──────── Excerpt to read ────────

As coronavirus epidemic intensifies, Chabad China displays solidarity

Sanitary masks have become almost impossible to find in China today, but a shipment of several hundred masks and virus protection kits arrived from Magen David Adom in Israel.

Chabad emissaries distributing masks in front of the monument remembering Jewish refugees who found shelter in Shanghai in the area known as the Hongkou ghetto (photo credit: COURTESY OF CHABAD SHANGHAI)
Chabad emissaries distributing masks in front of the monument remembering Jewish refugees who found shelter in Shanghai in the area known as the Hongkou ghetto
(photo credit: COURTESY OF CHABAD SHANGHAI)
As the as 2019-nCoV coronavirus epidemic has deepened, spreading from Hubei to all 31 of China’s provinces, emissaries of the Chabad-Lubavitch hassidic movement have been handing out thousands of sanitary masks in an expression of solidarity and gratitude with the Chinese people who offered some 30,000 stateless Jewish refugees fleeing Nazism eight decades ago a haven in Shanghai’s Hongkou district, Rabbi Mordechai Avtzon, the Hong Kong-based chief emissary to China, told The Jerusalem Post via Skype on Monday.
Sanitary masks have become almost impossible to find in China today, but as Avtzon was speaking to the Post, a shipment of several hundred masks and virus protection kits arrived from Magen David Adom in Israel, he said.
“Just as they arrived, a woman from the community called us to ask if we could help her find them for her family,” Avtzon said, adding that now the challenge is how to deliver the prophylactic medical supplies to the Chabad centers across China, “where they need them desperately. We are in touch with a few companies to ship the masks, but there is a serious risk that they will just be stuck in storage, and in this case I would just keep them here in Hong Kong. Even hospitals are looking for them,” he noted.

────────

• What to work on:
[A] List every geographic place named in the article on Chabad China.
[B] According to the article on Chabad China, which organization sent the shipment of masks and virus protection kits?
[C] Copy the article on Chabad China from "As the as 2019-nCoV" up to and including "Skype on Monday.".
The material after the article on Chabad China comes from a different source.

──────── Source material ────────

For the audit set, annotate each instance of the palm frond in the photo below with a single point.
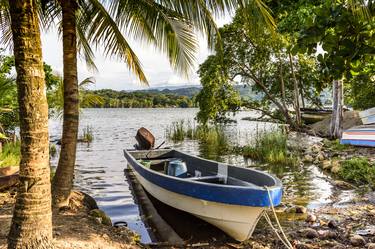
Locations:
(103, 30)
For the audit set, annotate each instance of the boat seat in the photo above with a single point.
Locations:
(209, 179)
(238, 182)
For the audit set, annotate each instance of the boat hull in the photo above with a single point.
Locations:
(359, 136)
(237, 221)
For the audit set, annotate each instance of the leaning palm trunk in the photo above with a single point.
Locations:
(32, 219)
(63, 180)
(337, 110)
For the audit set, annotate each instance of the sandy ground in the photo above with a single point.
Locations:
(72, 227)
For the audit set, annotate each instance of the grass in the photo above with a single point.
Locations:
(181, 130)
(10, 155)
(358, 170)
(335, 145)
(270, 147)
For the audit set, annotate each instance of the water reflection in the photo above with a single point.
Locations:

────────
──────── Source material ────────

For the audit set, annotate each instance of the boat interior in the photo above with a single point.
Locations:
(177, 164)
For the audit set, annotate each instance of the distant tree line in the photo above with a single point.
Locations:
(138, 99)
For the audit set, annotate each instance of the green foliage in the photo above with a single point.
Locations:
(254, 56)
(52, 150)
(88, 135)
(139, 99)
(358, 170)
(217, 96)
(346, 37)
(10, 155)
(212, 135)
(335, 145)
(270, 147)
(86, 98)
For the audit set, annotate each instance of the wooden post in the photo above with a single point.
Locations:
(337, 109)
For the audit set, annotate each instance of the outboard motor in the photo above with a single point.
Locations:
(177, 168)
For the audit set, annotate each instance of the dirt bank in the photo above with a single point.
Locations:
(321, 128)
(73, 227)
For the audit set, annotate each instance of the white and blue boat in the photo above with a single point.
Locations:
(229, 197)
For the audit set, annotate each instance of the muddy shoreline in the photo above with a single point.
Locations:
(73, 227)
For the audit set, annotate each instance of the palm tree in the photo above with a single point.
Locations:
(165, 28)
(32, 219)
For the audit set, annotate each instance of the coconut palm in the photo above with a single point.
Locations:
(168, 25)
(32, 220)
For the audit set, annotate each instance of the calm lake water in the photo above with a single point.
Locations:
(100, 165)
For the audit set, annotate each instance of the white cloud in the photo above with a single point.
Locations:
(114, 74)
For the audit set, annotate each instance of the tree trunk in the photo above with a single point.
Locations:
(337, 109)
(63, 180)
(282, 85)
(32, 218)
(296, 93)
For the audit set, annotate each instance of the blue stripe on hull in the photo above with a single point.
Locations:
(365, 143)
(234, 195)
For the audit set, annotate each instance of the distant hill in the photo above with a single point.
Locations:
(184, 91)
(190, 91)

────────

• Responses to the tasks:
[A] China, Hubei, Shanghai, Hongkou, Israel, Hong Kong

[B] Magen David Adom in Israel.

[C]
As the as 2019-nCoV coronavirus epidemic has deepened, spreading from Hubei to all 31 of China’s provinces, emissaries of the Chabad-Lubavitch hassidic movement have been handing out thousands of sanitary masks in an expression of solidarity and gratitude with the Chinese people who offered some 30,000 stateless Jewish refugees fleeing Nazism eight decades ago a haven in Shanghai’s Hongkou district, Rabbi Mordechai Avtzon, the Hong Kong-based chief emissary to China, told The Jerusalem Post via Skype on Monday.